- SUPPLIED TEXT -

○ ○ ○ ○ ○ ○ ○

- Born: 19 November 1982 (age 43) Nassau, Bahamas
- Education: Savannah College of Art and Design Washington University in St. Louis
- Known for: Painting, drawing, sculpture, installation art
- Website: www.lavar-munroe.com

= Lavar Munroe =

Bahamian-American contemporary artist (born 1982)

Lavar Munroe (b. Nassau, Bahamas, 1982) is a Bahamian-American artist, working primarily in painting, cardboard sculptural installations, and mixed media drawings. His work is often categorized as: a hybrid medium that straddle the line between sculpture and painting. Munroe lives and works in the United States.

==Early life==
Lavar Munroe was born November 19, 1982, in Nassau, Bahamas where he resided in the community of Grants Town until age 21. In 2004, Munroe migrated to the United States for tertiary level education, where he remained until present.

==Background and career==
In 2007, Munroe received his Bachelor of Fine Arts from the Savannah College of Art and Design. He obtained a Master of Fine Arts degree from the Sam Fox School of Design & Visual Arts at Washington University in St. Louis in 2013.

In 2014, he was awarded a postdoctoral research fellowship at the University of North Carolina at Chapel Hill. Munroe was included in Prospect.4: The Lotus in Spite of The Swamp, the New Orleans triennial curated by Trevor Schoonmaker, and the 12th Dakar Biennale,
curated by Simon Njami, in Senegal. In 2015, Munroe's work was featured in All the World's Futures, curated by Okwui Enwezor as part of the 56th Venice Biennale. Noteworthy group shows include those at the Nasher Museum of Art in Durham; Perez Art Museum, Miami; the National Art Gallery of the Bahamas, Nassau; MAXXI Museum of Art, Rome; Museum of the African Diaspora, San Francisco; Virginia Museum of Contemporary Art, Virginia Beach; and the Drawing Center, New York.

○ ○ ○ ○ ○ ○ ○

- TO DO -
1 > Repeat the part of the Lavar Munroe biography that opens with the words containing "Bahamian-American contemporary artist" and closes with "the United States.".
2 > Using the Lavar Munroe biography, decide whether each statement agrees with it, and support each yes or no with the deciding words quoted from the biography. (a) Munroe earned his Bachelor of Fine Arts from the Savannah College of Art and Design in 2007. (b) Munroe moved to the United States in 2010. (c) Okwui Enwezor curated Prospect.4.
3 > Go on with the Lavar Munroe biography from the point where it stops.
The records that come next are separate material and are not part of the Lavar Munroe biography.

- RECORDS PROVIDED -

○ ○ ○ ○ ○ ○ ○

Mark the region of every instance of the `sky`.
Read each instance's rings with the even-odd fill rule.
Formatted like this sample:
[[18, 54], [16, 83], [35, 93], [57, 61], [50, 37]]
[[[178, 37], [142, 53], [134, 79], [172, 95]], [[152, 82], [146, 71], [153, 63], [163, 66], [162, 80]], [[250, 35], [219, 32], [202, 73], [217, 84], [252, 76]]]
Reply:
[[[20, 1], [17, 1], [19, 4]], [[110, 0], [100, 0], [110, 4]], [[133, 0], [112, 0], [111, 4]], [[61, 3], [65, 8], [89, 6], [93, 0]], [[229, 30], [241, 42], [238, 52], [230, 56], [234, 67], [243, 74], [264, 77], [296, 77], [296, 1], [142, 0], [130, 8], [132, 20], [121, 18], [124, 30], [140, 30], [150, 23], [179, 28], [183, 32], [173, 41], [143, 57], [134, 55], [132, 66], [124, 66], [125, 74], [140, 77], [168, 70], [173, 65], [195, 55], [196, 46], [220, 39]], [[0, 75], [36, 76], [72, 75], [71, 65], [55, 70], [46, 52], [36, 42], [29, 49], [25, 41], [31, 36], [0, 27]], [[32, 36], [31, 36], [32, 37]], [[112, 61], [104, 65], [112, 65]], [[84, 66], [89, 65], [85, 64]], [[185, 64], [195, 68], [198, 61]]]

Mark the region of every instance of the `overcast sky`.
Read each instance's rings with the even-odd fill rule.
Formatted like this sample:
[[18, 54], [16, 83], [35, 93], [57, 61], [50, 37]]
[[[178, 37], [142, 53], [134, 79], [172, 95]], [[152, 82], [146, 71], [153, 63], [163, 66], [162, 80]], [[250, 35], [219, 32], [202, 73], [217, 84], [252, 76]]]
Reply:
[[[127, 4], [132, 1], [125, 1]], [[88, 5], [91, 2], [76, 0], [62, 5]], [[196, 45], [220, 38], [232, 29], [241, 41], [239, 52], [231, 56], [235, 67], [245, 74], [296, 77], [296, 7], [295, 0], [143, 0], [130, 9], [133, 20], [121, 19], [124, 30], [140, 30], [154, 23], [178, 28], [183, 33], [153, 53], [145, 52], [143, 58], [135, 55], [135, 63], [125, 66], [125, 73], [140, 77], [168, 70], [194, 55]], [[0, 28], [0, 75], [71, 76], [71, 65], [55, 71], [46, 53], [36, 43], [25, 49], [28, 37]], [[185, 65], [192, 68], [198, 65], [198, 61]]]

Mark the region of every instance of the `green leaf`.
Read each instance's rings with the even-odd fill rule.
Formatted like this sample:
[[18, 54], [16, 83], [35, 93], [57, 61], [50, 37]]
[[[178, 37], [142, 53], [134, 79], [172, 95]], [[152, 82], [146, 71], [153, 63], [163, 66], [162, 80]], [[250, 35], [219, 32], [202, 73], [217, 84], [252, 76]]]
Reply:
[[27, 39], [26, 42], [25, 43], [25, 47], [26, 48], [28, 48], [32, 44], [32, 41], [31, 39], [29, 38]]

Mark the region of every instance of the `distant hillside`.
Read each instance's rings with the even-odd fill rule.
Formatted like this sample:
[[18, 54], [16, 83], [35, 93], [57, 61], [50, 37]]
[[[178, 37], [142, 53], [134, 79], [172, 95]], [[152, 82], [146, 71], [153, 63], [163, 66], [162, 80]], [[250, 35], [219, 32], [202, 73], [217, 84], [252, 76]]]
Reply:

○ ○ ○ ○ ○ ○ ○

- ANSWERS -
1 >
Bahamian-American contemporary artist (born 1982)

Lavar Munroe (b. Nassau, Bahamas, 1982) is a Bahamian-American artist, working primarily in painting, cardboard sculptural installations, and mixed media drawings. His work is often categorized as: a hybrid medium that straddle the line between sculpture and painting. Munroe lives and works in the United States.

2 >
(a) Yes: "In 2007, Munroe received his Bachelor of Fine Arts from the Savannah College of Art and Design."
(b) No: "In 2004, Munroe migrated to the United States for tertiary level education"
(c) No: "the New Orleans triennial curated by Trevor Schoonmaker"

3 >
Munroe was awarded residencies at the Skowhegan School of Painting and Sculpture, MacDowell Colony, the Headlands Center for the Arts, Joan Mitchell Center, Thread: Artist Residency and Cultural Center (a project of the Josef and Anni Albers Foundation) and was an inaugural Artists in Residence at the Norton Museum of Art. He is a recipient of the Joan Mitchell Foundation Painters and Sculptors Grant. Munroe represented The Bahamas at the 2010 Liverpool Biennial.

In April 2016, Munroe's ten-year survey SON OF THE SOIL debuted at the National Art Gallery of the Bahamas as the largest retrospective to date of Munroe's art, which spanned the artist's 10 years of work (2008-2018) and included nearly 50 original paintings, sculpture and drawings.

Munroe produces interdisciplinary artworks, and describes himself as a "trickster". He says he borrows from the narrative elements of illustration, theatre, and surrealist representations of ancient mythologies.

In 2023, Munroe was awarded a John Simon Guggenheim Memorial Foundation Fellowship. The actor and director Robert De Niro has underwritten Lavar Munroe’s Fellowship in Fine Arts in honor of his father, the painter Robert De Niro Sr., a 1968 Guggenheim Fellow.

Munroe lives and works between Baltimore, MD and Nassau, Bahamas.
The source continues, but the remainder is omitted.